___ SOURCE EXTRACT

Printing requires some very different methods to produce quality designs that reflect well on you and your business. Image file types are different, and file sizes are much larger.

For example, a 1 inch by 1 inch print image has 90,000 pixels, where the same image used on a web page would have only 5184 pixels, or roughly 1/18 as large. The smaller image on the web page would look perfect, but would look fuzzy if used in a print piece. Similarly, the large image would take too long to download for such a small bit of a web page, and would also look fuzzy, as it would have to be scaled as well.

Images for print should be 300 pixels per inch, in other words, that 1 inch by 1 inch image needs to be 300 by 300 pixels. Images are best provided to printers in a TIFF format, which has good compression with no loss. Vector designs originating in applications like Illustrator or Freehand should be exported to EPS format for inclusion in print designs.

Fonts can be an issue as well. If a print design is delivered to your printer in any design format, i.e. Photoshop, InDesign, Illustrator or even Microsoft Word, if the version of font the printer has is different than yours, the text can re-flow and change the location of design elements as they are related to the copy.

In the old days, this was a real problem. Today, the standard is to supply PDF files to a printer. Images, fonts, and all formatting is preserved. A file printed from a PDF will look exactly the same as the source file.

______
___ SUPPLIED MATERIAL

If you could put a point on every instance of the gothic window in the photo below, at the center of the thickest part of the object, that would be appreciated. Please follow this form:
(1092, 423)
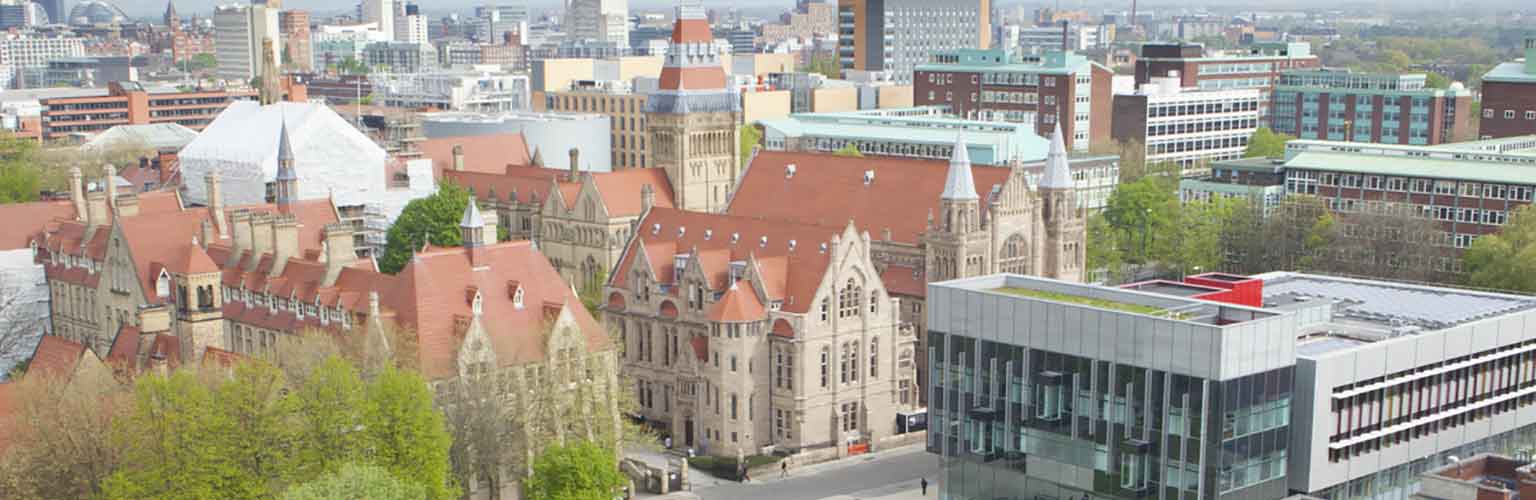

______

TASK TO CARRY OUT:
Write out the passage on preparing files for print word for word, beginning at the words that contain "In the old days, this" and stopping after "the source file.". The lines play no part in what comes next.

REPLY:
In the old days, this was a real problem. Today, the standard is to supply PDF files to a printer. Images, fonts, and all formatting is preserved. A file printed from a PDF will look exactly the same as the source file.